■ TEXT EXCERPT:
^^^^^^^^

Losses narrow at Galliford Try

It came as Redrow outlined plans to restore its dividend next year despite reporting a sharp decline in profits

Galliford Try posted narrowing losses for the year to the end of June and forecast a return to profit next financial year.

The FTSE 250 company reported a pre-tax loss of £34.6m for the 12 months to June 30, compared with a £64.5m loss last year, after disposing of its housebuilding division. Revenues declined by a fifth to £1.12bn. 

The housebuilder also recorded a year-on-year increase in its order book, which now stands at £3.2bn. It expects to resume dividend payouts next year after cancelling them in March at the height of the pandemic

Chief executive Bill Hocking said: “The group is performing well and focusing on its core strengths of building, highways and environment.  

“In recent months we have secured a number of significant project wins and we are well placed to benefit from planned future investment in our areas of operation... The group is well capitalised with a strong order book.”

Galliford Try reinstated its financial guidance, adding that it had a “strong platform for return to profitability” in fiscal year 2021.

Redrow plans to reinstate dividend in 2021

It came as housebuilder Redrow said it would restore its dividend next year despite reporting a sharp decline in profits. 

Pre-tax profits tumbled by two-thirds to £140m for the year, as revenues dived by 37pc to £1.34bn.

Legal completions on properties also dropped by 37pc to 4,032 deals for the year to June 28.

However, the company said it now had a “record order book” and had completed “substantially more homes in the first few weeks of the new financial year” than during the same period last year.

As a result it will allow dividend payments to resume in 2021.

The FTSE 250 company shut down its construction sites in March, before reopening its first sites again in May.

^^^^^^^^

■ DATA EXTRACTS:
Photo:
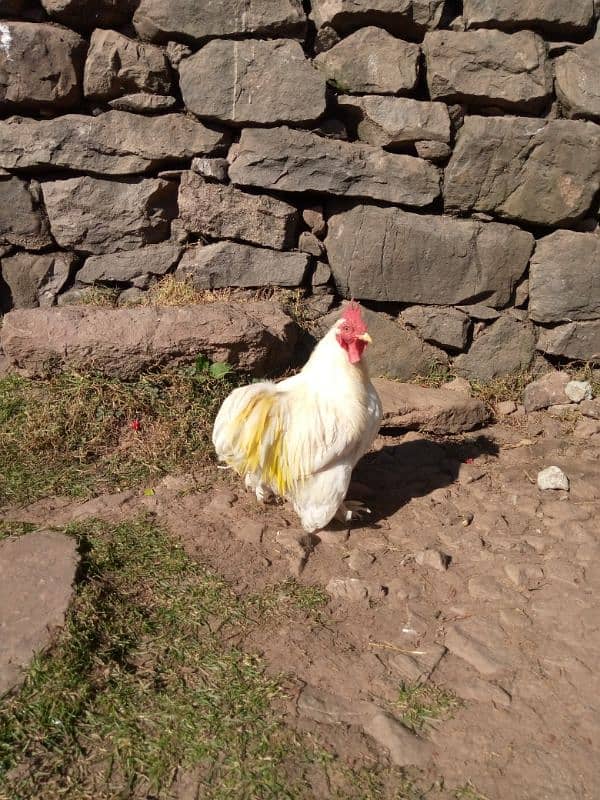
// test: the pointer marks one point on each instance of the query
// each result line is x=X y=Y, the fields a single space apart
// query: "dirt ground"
x=465 y=575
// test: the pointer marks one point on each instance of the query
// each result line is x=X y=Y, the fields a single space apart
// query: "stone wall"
x=438 y=160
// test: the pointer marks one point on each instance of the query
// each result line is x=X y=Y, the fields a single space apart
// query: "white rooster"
x=300 y=438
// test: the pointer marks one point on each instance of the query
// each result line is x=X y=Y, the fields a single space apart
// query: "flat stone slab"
x=391 y=255
x=546 y=172
x=258 y=337
x=299 y=161
x=441 y=411
x=36 y=585
x=488 y=68
x=114 y=143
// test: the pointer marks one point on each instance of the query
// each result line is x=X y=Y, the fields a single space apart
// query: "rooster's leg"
x=352 y=511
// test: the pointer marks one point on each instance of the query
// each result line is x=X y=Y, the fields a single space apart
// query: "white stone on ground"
x=553 y=478
x=578 y=391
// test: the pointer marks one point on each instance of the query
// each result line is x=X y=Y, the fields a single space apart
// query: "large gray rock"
x=392 y=121
x=223 y=212
x=216 y=266
x=488 y=68
x=116 y=65
x=387 y=254
x=402 y=17
x=371 y=61
x=439 y=411
x=99 y=216
x=36 y=279
x=37 y=572
x=395 y=351
x=40 y=66
x=90 y=13
x=189 y=20
x=578 y=82
x=577 y=340
x=543 y=172
x=128 y=265
x=506 y=346
x=22 y=219
x=249 y=81
x=299 y=161
x=257 y=337
x=564 y=278
x=445 y=327
x=114 y=143
x=554 y=16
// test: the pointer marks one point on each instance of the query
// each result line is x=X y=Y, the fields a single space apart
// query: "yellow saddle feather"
x=260 y=443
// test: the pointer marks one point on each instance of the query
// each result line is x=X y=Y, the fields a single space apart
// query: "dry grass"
x=76 y=434
x=507 y=387
x=100 y=296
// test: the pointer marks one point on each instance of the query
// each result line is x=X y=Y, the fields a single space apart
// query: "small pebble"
x=553 y=478
x=578 y=391
x=505 y=408
x=434 y=559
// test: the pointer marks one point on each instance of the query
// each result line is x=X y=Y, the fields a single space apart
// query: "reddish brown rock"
x=116 y=65
x=36 y=585
x=257 y=337
x=40 y=66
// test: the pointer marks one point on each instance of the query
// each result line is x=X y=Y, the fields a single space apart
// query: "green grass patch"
x=79 y=435
x=141 y=683
x=420 y=704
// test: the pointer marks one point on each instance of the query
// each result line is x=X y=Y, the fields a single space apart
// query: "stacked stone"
x=446 y=171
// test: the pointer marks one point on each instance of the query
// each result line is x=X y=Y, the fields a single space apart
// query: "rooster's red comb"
x=353 y=316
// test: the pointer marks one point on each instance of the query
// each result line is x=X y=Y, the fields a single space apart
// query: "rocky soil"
x=467 y=575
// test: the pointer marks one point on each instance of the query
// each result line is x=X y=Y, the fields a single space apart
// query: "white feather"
x=302 y=437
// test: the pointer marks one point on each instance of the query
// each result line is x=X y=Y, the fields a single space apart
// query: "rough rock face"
x=564 y=279
x=187 y=20
x=439 y=411
x=36 y=585
x=549 y=390
x=40 y=66
x=143 y=103
x=395 y=352
x=506 y=346
x=257 y=337
x=224 y=212
x=225 y=81
x=488 y=68
x=445 y=327
x=398 y=16
x=90 y=13
x=371 y=61
x=129 y=265
x=392 y=121
x=215 y=266
x=384 y=253
x=298 y=161
x=117 y=65
x=542 y=172
x=554 y=16
x=577 y=84
x=36 y=279
x=114 y=143
x=99 y=216
x=577 y=340
x=22 y=221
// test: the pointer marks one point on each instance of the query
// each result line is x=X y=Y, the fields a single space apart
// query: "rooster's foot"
x=264 y=494
x=352 y=511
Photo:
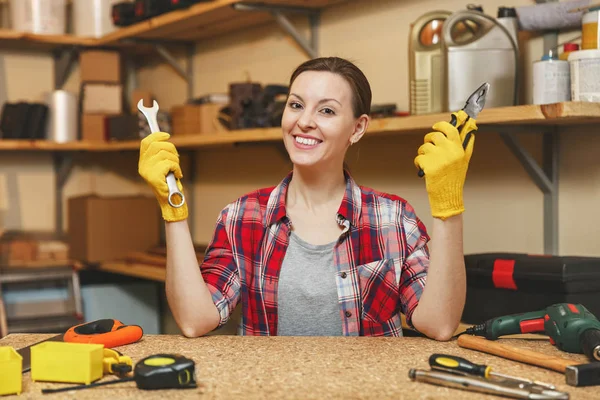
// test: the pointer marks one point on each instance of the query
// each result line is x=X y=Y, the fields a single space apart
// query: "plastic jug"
x=478 y=48
x=425 y=63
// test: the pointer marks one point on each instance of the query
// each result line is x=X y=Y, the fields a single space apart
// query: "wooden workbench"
x=229 y=367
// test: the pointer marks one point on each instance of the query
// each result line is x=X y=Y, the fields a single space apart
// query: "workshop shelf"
x=204 y=20
x=567 y=113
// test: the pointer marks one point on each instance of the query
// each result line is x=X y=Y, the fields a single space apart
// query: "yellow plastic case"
x=66 y=362
x=11 y=364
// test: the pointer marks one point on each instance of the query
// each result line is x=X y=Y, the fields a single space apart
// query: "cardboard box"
x=196 y=119
x=100 y=66
x=107 y=228
x=93 y=128
x=102 y=98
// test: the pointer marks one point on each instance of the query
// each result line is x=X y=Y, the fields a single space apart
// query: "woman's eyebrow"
x=320 y=101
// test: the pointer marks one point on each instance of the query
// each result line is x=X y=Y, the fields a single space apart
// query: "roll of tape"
x=62 y=121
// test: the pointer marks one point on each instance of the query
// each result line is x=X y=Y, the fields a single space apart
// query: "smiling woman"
x=319 y=254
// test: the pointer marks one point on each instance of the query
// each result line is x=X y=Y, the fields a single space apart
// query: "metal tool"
x=576 y=374
x=571 y=327
x=477 y=384
x=468 y=114
x=449 y=363
x=150 y=114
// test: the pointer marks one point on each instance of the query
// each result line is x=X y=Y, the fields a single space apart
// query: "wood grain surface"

^^^^^^^^

■ PROBLEM DETAILS:
Return the full text of the Galliford Try and Redrow results report above, word for word.

■ RESULT:
Losses narrow at Galliford Try

It came as Redrow outlined plans to restore its dividend next year despite reporting a sharp decline in profits

Galliford Try posted narrowing losses for the year to the end of June and forecast a return to profit next financial year.

The FTSE 250 company reported a pre-tax loss of £34.6m for the 12 months to June 30, compared with a £64.5m loss last year, after disposing of its housebuilding division. Revenues declined by a fifth to £1.12bn. 

The housebuilder also recorded a year-on-year increase in its order book, which now stands at £3.2bn. It expects to resume dividend payouts next year after cancelling them in March at the height of the pandemic

Chief executive Bill Hocking said: “The group is performing well and focusing on its core strengths of building, highways and environment.  

“In recent months we have secured a number of significant project wins and we are well placed to benefit from planned future investment in our areas of operation... The group is well capitalised with a strong order book.”

Galliford Try reinstated its financial guidance, adding that it had a “strong platform for return to profitability” in fiscal year 2021.

Redrow plans to reinstate dividend in 2021

It came as housebuilder Redrow said it would restore its dividend next year despite reporting a sharp decline in profits. 

Pre-tax profits tumbled by two-thirds to £140m for the year, as revenues dived by 37pc to £1.34bn.

Legal completions on properties also dropped by 37pc to 4,032 deals for the year to June 28.

However, the company said it now had a “record order book” and had completed “substantially more homes in the first few weeks of the new financial year” than during the same period last year.

As a result it will allow dividend payments to resume in 2021.

The FTSE 250 company shut down its construction sites in March, before reopening its first sites again in May.